По привычке, я расспрашивала свою попутчицу о её необычной, на мой взгляд, профессии. И в разговоре возник Московский университет и имя писателя Александра Грина. МГУ помог осуществить мечту стать ботаником, а любимый писатель Александр Грин выбрать место работы. Захотелось именно туда, где он родился и рос. Вот так, порой невзначай, опосредовано и можно узнать о влиянии писателей на человеческую душу и судьбу. А сколько их, какие тысячи затронуты гриновским ветром надежд!

Это были семидесятые годы, когда московские центральные издательства, отдавая должное таланту писателя, начали тиражировать его книги. Когда в годы подъёма целины и строительства сибирских ГЭС, как ни странно, романтика гриновских книг оказалась созвучной порывам молодых душ. Но в самом Кирове о нём говорили ещё робко и невнятно, только энтузиасты бились за его возвращение домой.

Наш разговор на полустанке был мне более чем понятен. И хотя меня в город на Вятке привёл иной, нежели Лину, случай, мы поселились на улице Энгельса, ныне снова Преображенской. Доподлинно известно: именно здесь, чуть ближе к реке, напротив дома, где в своё время жил другой неистовый мечтатель – подросток Костя Циолковский, проживал подросток Саша Гриневский. И хотя на здании была мемориальная доска, по недомыслию чиновников через десяток лет этот дом был снесён. Но память о нём осталась.

Походя мимо, я часто воображала мальчишескую обострённую одинокость двух мечтателей, пути которых в Вятке не могли пересечься. Если Костю моё воображение часто определяло на одну из вятских колоколен, понаблюдать за небом, то Саша Гриневский худой, как кузнечик, сидел у меня на высоком откосе над рекой. Полноводная, плавнотекучая Вятка несла на себе плоты, баржи и суда. Пароходы причаливали, выгружались товары, по сходням спешил разноцветный шумный люд, – наполненный настроением других городов и пространств. А над всем этим неслись, отражаясь в реке, низкие облака. И неслись его мысли, сплетаясь в желанную жизнь, а та, что оставалась в их небольшой городской квартирке, на нашей общей улице, словно бы уменьшалась и таяла.

■ ■ ■ ■

Задания для выполнения:
a) Ответьте по тексту о Грине:
(i) Что помогло попутчице осуществить мечту стать ботаником?
(ii) В какие годы московские центральные издательства начали тиражировать книги Грина?
(iii) Как теперь снова называется улица Энгельса?
b) Перечислите всё, что, согласно тексту о Грине, несла на себе Вятка.
Опирайтесь только на сам текст.

Извлечённые записи данных
■ ■ ■ ■

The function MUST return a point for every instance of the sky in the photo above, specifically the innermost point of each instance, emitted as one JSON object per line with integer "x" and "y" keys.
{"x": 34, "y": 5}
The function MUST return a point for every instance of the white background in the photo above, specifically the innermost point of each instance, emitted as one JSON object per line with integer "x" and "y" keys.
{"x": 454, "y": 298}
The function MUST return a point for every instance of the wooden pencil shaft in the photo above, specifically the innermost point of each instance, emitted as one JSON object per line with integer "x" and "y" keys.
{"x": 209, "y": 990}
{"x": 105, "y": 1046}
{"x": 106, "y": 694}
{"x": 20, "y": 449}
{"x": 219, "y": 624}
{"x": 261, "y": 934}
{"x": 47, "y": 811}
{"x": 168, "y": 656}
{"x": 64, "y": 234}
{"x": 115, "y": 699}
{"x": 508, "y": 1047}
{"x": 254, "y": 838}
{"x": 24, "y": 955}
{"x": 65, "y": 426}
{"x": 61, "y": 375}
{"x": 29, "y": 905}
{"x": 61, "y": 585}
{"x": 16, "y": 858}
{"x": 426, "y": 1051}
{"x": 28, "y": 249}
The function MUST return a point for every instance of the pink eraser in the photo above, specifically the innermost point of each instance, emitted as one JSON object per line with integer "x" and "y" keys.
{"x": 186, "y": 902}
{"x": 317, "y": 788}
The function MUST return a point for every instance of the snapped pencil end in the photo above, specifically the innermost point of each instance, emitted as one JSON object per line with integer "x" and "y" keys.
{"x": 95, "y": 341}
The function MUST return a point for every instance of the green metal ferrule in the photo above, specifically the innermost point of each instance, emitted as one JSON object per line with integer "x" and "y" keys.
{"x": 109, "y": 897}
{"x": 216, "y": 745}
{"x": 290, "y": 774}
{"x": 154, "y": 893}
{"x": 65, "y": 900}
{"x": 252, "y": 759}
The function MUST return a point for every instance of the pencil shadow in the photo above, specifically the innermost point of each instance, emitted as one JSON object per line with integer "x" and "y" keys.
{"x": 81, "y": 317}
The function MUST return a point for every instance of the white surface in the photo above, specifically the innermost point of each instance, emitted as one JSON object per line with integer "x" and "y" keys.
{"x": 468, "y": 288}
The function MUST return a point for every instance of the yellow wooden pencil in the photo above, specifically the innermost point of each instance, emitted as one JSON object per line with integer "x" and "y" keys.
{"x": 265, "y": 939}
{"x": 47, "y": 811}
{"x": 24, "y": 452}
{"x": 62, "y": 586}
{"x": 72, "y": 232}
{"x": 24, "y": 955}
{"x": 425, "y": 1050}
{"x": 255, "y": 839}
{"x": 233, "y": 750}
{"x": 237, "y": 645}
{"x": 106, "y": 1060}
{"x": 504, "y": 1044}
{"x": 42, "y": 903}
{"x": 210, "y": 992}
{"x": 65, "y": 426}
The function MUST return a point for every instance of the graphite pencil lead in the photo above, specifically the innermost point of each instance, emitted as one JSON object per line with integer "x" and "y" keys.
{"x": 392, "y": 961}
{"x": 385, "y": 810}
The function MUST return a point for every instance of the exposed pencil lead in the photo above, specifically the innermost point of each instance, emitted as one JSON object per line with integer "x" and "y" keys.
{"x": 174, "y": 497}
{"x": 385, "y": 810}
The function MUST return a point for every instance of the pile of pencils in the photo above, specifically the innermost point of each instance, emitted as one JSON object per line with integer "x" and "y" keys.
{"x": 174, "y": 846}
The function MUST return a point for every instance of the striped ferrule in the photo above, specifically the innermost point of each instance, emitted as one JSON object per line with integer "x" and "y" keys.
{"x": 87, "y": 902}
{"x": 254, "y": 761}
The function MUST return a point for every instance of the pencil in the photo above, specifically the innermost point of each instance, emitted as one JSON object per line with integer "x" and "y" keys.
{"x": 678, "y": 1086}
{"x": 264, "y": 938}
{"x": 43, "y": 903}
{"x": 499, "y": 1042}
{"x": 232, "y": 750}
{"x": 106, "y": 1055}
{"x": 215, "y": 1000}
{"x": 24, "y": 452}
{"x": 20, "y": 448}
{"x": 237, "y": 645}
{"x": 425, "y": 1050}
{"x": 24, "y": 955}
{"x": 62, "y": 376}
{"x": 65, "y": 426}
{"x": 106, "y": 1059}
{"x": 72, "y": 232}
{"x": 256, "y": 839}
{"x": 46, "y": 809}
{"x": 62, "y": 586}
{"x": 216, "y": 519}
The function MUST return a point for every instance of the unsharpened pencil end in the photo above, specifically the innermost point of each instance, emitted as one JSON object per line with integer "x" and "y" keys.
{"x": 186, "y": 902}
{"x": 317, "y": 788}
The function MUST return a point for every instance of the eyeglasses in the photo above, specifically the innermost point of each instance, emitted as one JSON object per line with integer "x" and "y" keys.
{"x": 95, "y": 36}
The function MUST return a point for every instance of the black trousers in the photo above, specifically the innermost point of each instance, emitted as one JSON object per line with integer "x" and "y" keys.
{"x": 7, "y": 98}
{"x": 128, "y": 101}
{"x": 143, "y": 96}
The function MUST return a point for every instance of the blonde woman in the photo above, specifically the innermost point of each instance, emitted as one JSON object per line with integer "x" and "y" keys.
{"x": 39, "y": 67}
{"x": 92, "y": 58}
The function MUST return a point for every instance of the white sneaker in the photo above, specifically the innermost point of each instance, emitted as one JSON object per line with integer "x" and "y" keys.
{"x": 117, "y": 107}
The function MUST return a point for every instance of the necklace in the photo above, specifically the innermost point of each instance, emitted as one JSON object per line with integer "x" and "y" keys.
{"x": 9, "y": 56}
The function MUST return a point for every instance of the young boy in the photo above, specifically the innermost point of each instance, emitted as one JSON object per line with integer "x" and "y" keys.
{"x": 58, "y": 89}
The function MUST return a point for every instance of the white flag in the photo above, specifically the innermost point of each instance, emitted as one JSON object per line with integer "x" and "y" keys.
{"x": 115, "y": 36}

■ ■ ■ ■

Ответы по заданиям:
a)
(i) Московский университет (МГУ).
(ii) В семидесятые годы.
(iii) Преображенская.

b) Плоты, баржи, суда.